**Extrait du document**
On continue à cultiver des jardins-potagers compatibles avec le réchauffement climatique en permaculture.
ADAPTATION DU TOURISME
Maintien d’un tourisme raisonné à la recherche de proximité avec la nature.
Il faut retenir son passage pour le bateau par Internet. Seuls sont autorisés les départs depuis les ports les plus proches de Porquerolles. Les bateaux sont limités en capacité et en nombre de rotation.
Les vélos de location sont munis d’un badge électronique pour entrer sur le domaine et contribue à une redevance forfaitaire servant à l’entretien du parc (chemins et forêts).
Côté mer, la pêche individuelle autour de l’île est interdite sauf pour les habitants.
Le mouillage des bateaux (qui doivent être propres) est réglementé, se fait sur bouées à tarif progressif pour éviter le camping nautique et on commence à expérimenter des stations de mouillage en mer (plate-forme) afin de préserver la faune sous-marine qui a évoluée. Il y a plus de méduses et de nouvelles espèces tropicales sont apparues.
Sur les plages, on expérimente des filets anti-méduse.

**Consigne A**
Recopiez à l'identique le passage de l'extrait sur le tourisme à Porquerolles qui s'ouvre sur les mots contenant « On continue à » et se referme sur « pour les habitants. ».
**Consigne B**
Reprenez le texte sur l'adaptation de Porquerolles au réchauffement climatique et écrivez-en la suite après sa dernière phrase.

**Données fournies**
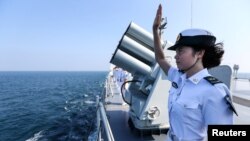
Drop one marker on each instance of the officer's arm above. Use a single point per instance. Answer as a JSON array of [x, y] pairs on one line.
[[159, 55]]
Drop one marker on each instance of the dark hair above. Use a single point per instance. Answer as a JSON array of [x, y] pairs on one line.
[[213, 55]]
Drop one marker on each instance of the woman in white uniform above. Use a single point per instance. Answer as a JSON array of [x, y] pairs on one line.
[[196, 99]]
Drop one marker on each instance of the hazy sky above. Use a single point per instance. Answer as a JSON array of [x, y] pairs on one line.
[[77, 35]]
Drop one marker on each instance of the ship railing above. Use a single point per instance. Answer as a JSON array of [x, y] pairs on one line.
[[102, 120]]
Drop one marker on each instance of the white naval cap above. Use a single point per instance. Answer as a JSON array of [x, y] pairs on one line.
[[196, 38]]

...

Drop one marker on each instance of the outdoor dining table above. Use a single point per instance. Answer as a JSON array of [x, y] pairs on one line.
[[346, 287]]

**Zone de réponse A**
On continue à cultiver des jardins-potagers compatibles avec le réchauffement climatique en permaculture.
ADAPTATION DU TOURISME
Maintien d’un tourisme raisonné à la recherche de proximité avec la nature.
Il faut retenir son passage pour le bateau par Internet. Seuls sont autorisés les départs depuis les ports les plus proches de Porquerolles. Les bateaux sont limités en capacité et en nombre de rotation.
Les vélos de location sont munis d’un badge électronique pour entrer sur le domaine et contribue à une redevance forfaitaire servant à l’entretien du parc (chemins et forêts).
Côté mer, la pêche individuelle autour de l’île est interdite sauf pour les habitants.

**Zone de réponse B**
Seuls sont autorisés les sports nautiques non motorisés et on organise des visites de sentier sous-marin.
LE BILAN EN 2050
Un grand changement a eu lieu en 2038 dans la gouvernance de l’île de Porquerolles : Le parc est devenu le gestionnaire unique des îles. Les décisions sont prises en partenariat avec un Conseil des Îles qui a son président et ses accesseurs élus par les habitants. Cela a permis de faciliter les décisions, l’Etat ayant décidé de faire des îles des territoires exemplaires.
Entre 2040 et 2050, le niveau de la mer est monté, les plages ont en grande partie disparu. Le double Tombolo a disparu, Giens est devenue une île. La traversée pour Porquerolles se fait maintenant depuis le port d’Hyères ou de Carqueiranne ; elle est plus longue et plus chère.
LA VIE DU VILLAGE
Les fortes chaleurs de l’été ont changé les comportements et ont favorisé des séjours hors saison d’été.
Le port de Porquerolles, du fait de la montée des eaux, a dû s’adapter. Une haute jetée le protège des tempêtes.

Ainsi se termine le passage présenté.